[Segmentation mask data]

--- --- ---

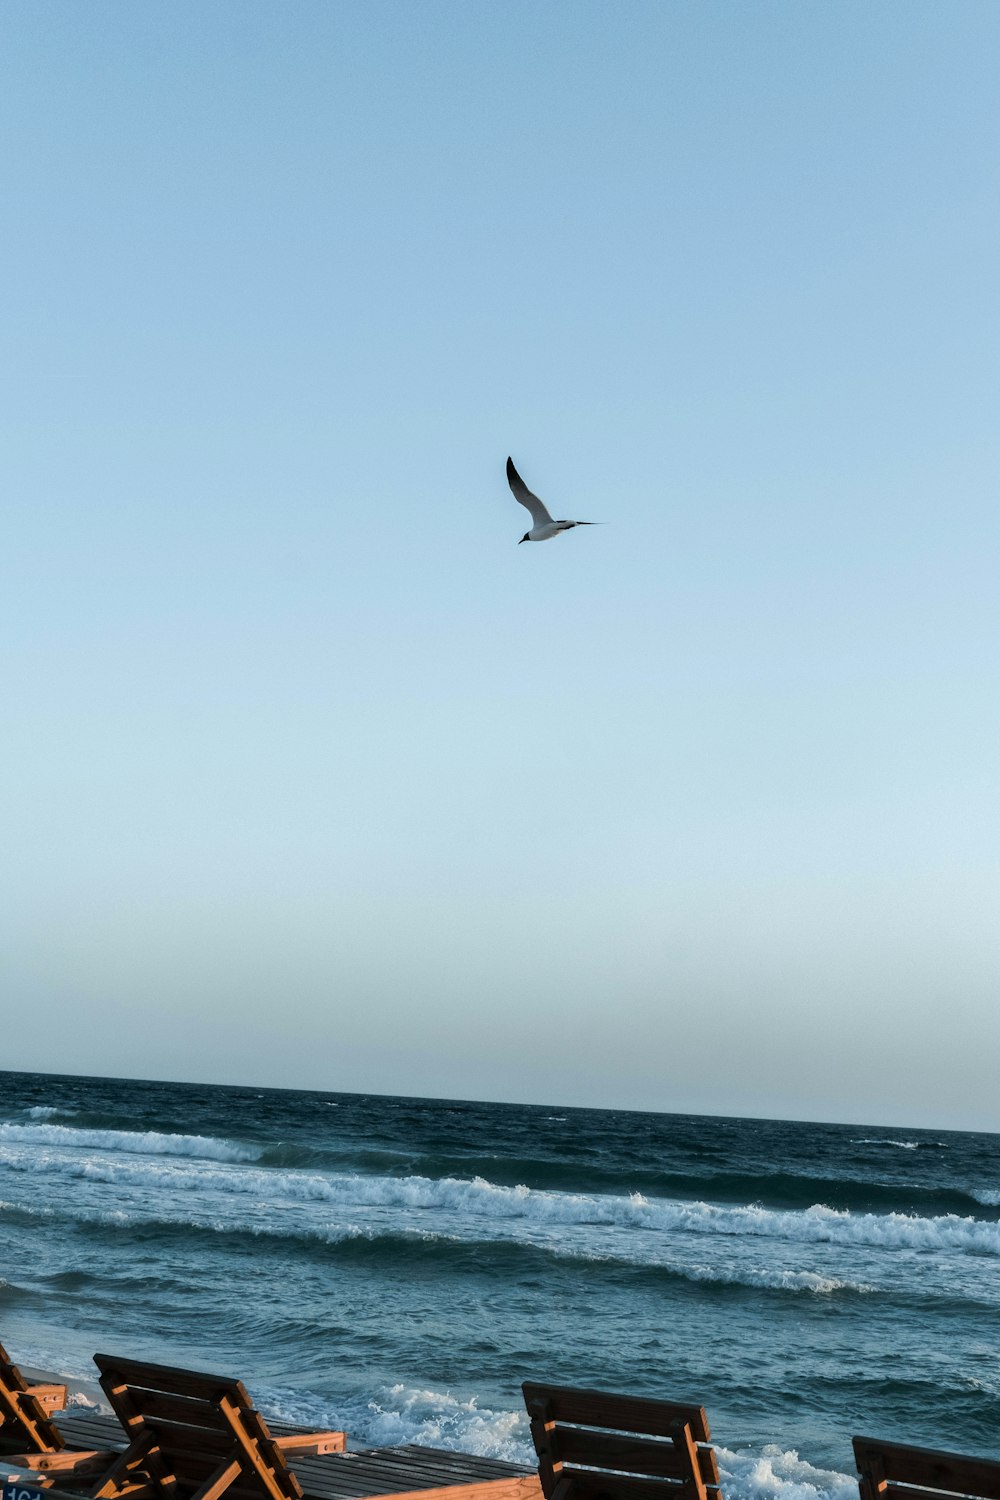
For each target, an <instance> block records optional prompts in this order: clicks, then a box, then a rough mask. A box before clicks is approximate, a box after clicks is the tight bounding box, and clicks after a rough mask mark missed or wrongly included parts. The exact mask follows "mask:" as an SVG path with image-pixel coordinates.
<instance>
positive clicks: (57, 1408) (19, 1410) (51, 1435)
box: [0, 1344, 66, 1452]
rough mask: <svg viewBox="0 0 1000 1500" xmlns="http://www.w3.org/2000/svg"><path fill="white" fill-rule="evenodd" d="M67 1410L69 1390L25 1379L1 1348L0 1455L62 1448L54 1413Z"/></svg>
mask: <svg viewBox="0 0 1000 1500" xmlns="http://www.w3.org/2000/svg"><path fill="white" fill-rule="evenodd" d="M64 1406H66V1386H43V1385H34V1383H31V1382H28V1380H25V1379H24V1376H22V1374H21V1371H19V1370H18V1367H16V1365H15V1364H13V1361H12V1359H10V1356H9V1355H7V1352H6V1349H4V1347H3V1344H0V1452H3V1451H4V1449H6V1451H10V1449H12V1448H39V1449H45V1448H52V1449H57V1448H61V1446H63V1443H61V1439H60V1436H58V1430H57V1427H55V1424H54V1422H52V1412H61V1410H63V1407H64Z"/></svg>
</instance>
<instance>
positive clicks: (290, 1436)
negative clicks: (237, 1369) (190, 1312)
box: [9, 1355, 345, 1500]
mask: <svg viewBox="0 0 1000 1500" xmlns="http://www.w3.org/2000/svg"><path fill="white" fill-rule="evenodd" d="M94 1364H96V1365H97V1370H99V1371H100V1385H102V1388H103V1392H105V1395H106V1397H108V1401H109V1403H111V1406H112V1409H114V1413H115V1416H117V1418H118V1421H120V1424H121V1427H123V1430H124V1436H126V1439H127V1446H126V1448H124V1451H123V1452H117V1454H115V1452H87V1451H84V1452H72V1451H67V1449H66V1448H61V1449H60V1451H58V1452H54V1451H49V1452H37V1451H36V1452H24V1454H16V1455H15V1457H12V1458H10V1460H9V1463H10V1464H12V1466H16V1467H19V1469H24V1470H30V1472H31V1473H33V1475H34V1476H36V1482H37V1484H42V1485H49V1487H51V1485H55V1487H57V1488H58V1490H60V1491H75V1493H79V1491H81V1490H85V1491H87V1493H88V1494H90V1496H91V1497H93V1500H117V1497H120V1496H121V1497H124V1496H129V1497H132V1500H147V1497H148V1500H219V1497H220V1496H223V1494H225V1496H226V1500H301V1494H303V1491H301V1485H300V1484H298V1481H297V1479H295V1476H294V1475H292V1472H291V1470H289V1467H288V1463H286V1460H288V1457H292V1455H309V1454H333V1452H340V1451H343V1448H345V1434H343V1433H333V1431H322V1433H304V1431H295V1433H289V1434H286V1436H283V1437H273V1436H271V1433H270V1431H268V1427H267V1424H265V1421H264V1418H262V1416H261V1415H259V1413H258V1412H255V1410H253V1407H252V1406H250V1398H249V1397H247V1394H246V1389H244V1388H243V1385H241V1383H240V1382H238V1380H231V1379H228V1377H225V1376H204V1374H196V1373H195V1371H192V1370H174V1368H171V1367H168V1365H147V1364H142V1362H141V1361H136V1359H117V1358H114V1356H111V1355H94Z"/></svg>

--- --- ---

> _WHAT IS REQUIRED_
Could you output all of the records exactly, without their pictures?

> _ANSWER_
For each target, an <instance> block records optional prompts in this order: clicks, then a box, then a rough mask. A box before clicks is approximate, a box after clicks is the tight bounding box, and clicks after a rough mask mark missed or wrongly included parts. The exact mask follows "mask:" as an SVG path with image-pixel coordinates.
<instance>
positive clicks: (57, 1408) (19, 1410) (51, 1435)
box: [0, 1344, 66, 1452]
rough mask: <svg viewBox="0 0 1000 1500" xmlns="http://www.w3.org/2000/svg"><path fill="white" fill-rule="evenodd" d="M67 1410L69 1390L25 1379L1 1348L0 1455L62 1448L54 1413Z"/></svg>
mask: <svg viewBox="0 0 1000 1500" xmlns="http://www.w3.org/2000/svg"><path fill="white" fill-rule="evenodd" d="M64 1406H66V1386H43V1385H34V1383H31V1382H28V1380H25V1379H24V1376H22V1374H21V1371H19V1370H18V1367H16V1365H15V1364H13V1361H12V1359H10V1356H9V1355H7V1352H6V1349H4V1347H3V1344H0V1452H3V1451H4V1449H6V1451H10V1449H12V1448H39V1449H45V1448H52V1449H57V1448H61V1446H63V1443H61V1439H60V1436H58V1430H57V1427H55V1424H54V1422H52V1412H61V1410H63V1407H64Z"/></svg>
</instance>
<instance>
positive clicks: (290, 1436)
negative clicks: (237, 1369) (190, 1312)
box: [9, 1355, 345, 1500]
mask: <svg viewBox="0 0 1000 1500" xmlns="http://www.w3.org/2000/svg"><path fill="white" fill-rule="evenodd" d="M94 1364H96V1365H97V1370H99V1371H100V1385H102V1388H103V1392H105V1395H106V1397H108V1401H109V1403H111V1406H112V1409H114V1413H115V1416H117V1418H118V1421H120V1424H121V1427H123V1430H124V1436H126V1439H127V1446H126V1448H124V1451H123V1452H117V1454H115V1452H87V1451H84V1452H72V1451H67V1449H66V1448H61V1449H60V1451H58V1452H54V1451H49V1452H37V1451H36V1452H24V1454H16V1455H15V1457H12V1458H10V1460H9V1463H10V1464H12V1466H16V1467H19V1469H24V1470H30V1472H31V1473H33V1475H34V1476H36V1482H37V1484H42V1485H49V1487H51V1485H55V1487H57V1488H58V1490H60V1491H75V1493H79V1491H81V1490H85V1491H87V1493H88V1494H90V1496H91V1497H93V1500H117V1497H120V1496H121V1497H124V1496H129V1497H132V1500H147V1497H148V1500H219V1497H220V1496H223V1494H225V1496H226V1500H301V1494H303V1491H301V1485H300V1484H298V1481H297V1479H295V1476H294V1475H292V1472H291V1470H289V1467H288V1463H286V1460H288V1457H292V1455H309V1454H333V1452H340V1451H343V1448H345V1434H343V1433H333V1431H322V1433H304V1431H295V1433H289V1434H286V1436H283V1437H273V1436H271V1433H270V1431H268V1427H267V1424H265V1421H264V1418H262V1416H261V1415H259V1413H258V1412H255V1410H253V1407H252V1406H250V1398H249V1397H247V1394H246V1389H244V1388H243V1385H241V1383H240V1382H238V1380H231V1379H228V1377H225V1376H204V1374H196V1373H195V1371H192V1370H174V1368H171V1367H168V1365H147V1364H142V1362H141V1361H136V1359H117V1358H114V1356H111V1355H94Z"/></svg>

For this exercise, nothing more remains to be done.